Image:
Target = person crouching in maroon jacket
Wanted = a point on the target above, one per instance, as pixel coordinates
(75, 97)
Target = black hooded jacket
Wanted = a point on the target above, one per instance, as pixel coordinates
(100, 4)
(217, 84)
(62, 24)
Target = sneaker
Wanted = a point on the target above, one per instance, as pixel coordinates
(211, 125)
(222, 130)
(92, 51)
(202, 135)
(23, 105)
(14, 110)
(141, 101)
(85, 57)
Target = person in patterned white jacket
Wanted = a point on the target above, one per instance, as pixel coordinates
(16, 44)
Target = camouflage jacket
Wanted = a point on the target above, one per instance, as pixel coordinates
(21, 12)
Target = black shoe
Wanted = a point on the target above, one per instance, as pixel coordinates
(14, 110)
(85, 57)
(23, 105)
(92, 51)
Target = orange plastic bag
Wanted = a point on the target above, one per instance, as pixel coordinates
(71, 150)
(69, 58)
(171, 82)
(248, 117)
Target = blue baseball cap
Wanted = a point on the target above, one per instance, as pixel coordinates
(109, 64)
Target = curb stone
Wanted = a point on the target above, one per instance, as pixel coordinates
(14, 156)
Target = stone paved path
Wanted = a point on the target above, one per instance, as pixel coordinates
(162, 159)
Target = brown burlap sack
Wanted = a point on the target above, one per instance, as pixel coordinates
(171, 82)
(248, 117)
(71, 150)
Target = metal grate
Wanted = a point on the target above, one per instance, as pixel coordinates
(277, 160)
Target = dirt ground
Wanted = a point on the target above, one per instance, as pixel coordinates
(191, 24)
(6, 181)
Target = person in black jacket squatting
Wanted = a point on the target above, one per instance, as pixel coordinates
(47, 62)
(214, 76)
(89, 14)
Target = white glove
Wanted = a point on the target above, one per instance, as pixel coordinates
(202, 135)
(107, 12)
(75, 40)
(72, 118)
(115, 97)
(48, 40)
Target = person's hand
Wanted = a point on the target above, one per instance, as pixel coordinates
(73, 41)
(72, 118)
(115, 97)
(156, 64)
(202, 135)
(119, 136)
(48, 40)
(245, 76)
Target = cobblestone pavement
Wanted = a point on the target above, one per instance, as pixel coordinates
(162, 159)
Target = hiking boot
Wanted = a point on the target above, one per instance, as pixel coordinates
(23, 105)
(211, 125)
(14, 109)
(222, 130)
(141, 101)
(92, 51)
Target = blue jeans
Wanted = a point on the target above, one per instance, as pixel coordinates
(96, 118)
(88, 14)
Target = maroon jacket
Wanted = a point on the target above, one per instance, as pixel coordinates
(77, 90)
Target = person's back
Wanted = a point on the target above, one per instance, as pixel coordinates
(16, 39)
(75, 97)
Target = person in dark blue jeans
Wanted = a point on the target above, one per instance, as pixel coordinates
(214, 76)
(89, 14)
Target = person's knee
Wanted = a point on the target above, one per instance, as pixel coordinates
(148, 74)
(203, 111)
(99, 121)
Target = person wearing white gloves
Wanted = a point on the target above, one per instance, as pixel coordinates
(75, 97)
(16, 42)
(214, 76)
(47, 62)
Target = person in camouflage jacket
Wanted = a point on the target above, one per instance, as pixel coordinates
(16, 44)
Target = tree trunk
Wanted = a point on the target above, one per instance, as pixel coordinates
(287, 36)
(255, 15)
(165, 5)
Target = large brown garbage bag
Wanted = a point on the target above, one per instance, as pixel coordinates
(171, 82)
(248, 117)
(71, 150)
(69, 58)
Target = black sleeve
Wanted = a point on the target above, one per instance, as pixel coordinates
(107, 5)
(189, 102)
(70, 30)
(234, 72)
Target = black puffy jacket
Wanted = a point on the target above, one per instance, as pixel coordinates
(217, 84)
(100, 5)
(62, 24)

# TASK TO CARRY OUT:
Repeat the listing exactly, from its first line to its last.

# EXERCISE ANSWER:
Image:
Target = person crouching in maroon jacket
Wanted = a point on the target above, one per instance, as pixel coordinates
(75, 97)
Target = black hooded jacket
Wanted = a point on the target above, one per instance, as pixel coordinates
(100, 4)
(217, 84)
(62, 24)
Target = sneaker
Wanted = a point on the target above, one per instance, as pixel coordinates
(211, 125)
(222, 130)
(92, 51)
(202, 135)
(23, 105)
(14, 110)
(141, 101)
(85, 57)
Target = person in patterned white jacket
Wanted = a point on the target above, one per instance, as pixel coordinates
(16, 44)
Target = camouflage jacket
Wanted = a point on the target above, one per instance, as pixel coordinates
(21, 12)
Target = black shoe
Wanted = a point on the target above, one per instance, as pixel coordinates
(14, 110)
(85, 57)
(23, 105)
(92, 51)
Target = orange plastic bag
Wanted = a point on the target above, one per instance, as pixel coordinates
(71, 150)
(69, 58)
(171, 82)
(248, 117)
Target = blue baseball cap
Wanted = a point on the target above, one per instance, as pixel coordinates
(109, 64)
Target = curb stone
Wanted = a point on the target above, one per instance, as pixel coordinates
(14, 156)
Target = stone paved path
Wanted = a point on the target above, one per instance, as pixel coordinates
(162, 159)
Target = brown burlap sack
Wanted = a point on the target above, one per instance, as pixel coordinates
(171, 82)
(248, 117)
(71, 150)
Target = metal grate
Wanted = a point on the target above, one per instance, as pixel coordinates
(277, 160)
Target = dirt ground
Wanted = a point on the target above, one per instance, as pixel coordinates
(191, 24)
(6, 181)
Target = person in black jacket squatting
Wanted = a point on the target above, one per instance, as pixel coordinates
(47, 62)
(214, 76)
(89, 14)
Target = white glove
Wanted = a point on the target above, one per instance, as pixel coordinates
(202, 135)
(107, 12)
(75, 40)
(72, 118)
(115, 97)
(48, 40)
Target = person's hand
Wanted = a point on the target above, one per instance, as pixel coordinates
(73, 41)
(72, 118)
(115, 97)
(156, 64)
(202, 135)
(119, 136)
(48, 40)
(245, 76)
Target = cobblestone pavement
Wanted = a point on the target above, one per instance, as pixel coordinates
(162, 159)
Target = hiking boot
Wanted = a point on the target above, one per instance, as pixel coordinates
(23, 105)
(211, 125)
(14, 109)
(222, 130)
(141, 101)
(92, 51)
Target = blue jeans
Wanted = a point on the target above, one per instance, as pixel coordinates
(96, 118)
(88, 14)
Target = maroon jacket
Wanted = a point on the target above, one per instance, as pixel coordinates
(77, 90)
Target = person's back
Wanted = a point on the target above, one per instance, as pixel coordinates
(16, 39)
(75, 97)
Target = person in dark blue jeans
Wanted = a point on the target above, one per instance, as pixel coordinates
(214, 76)
(89, 14)
Target = person's knee
Wanted = a point on the target above, one per instance, as pixel coordinates
(148, 74)
(203, 111)
(99, 121)
Target = person wearing white gloves
Wanted = a point on the target above, one per instance, as pixel coordinates
(75, 97)
(16, 42)
(214, 76)
(47, 62)
Target = person in camouflage jacket
Wanted = a point on the target above, one per instance, as pixel coordinates
(16, 44)
Target = tree trunk
Wanted = a point on the target above, one per instance, as pixel coordinates
(287, 36)
(255, 15)
(165, 5)
Target = large brown garbage bag
Wanted = a point on the target above, one per instance, as pixel coordinates
(171, 82)
(248, 117)
(71, 150)
(69, 58)
Target = black sleeve
Wanted = a point on the target above, one per instance, as pixel coordinates
(107, 5)
(189, 102)
(70, 30)
(234, 72)
Target = black puffy jacket
Wanted = a point on the target above, one per instance, as pixel coordinates
(217, 84)
(100, 5)
(62, 24)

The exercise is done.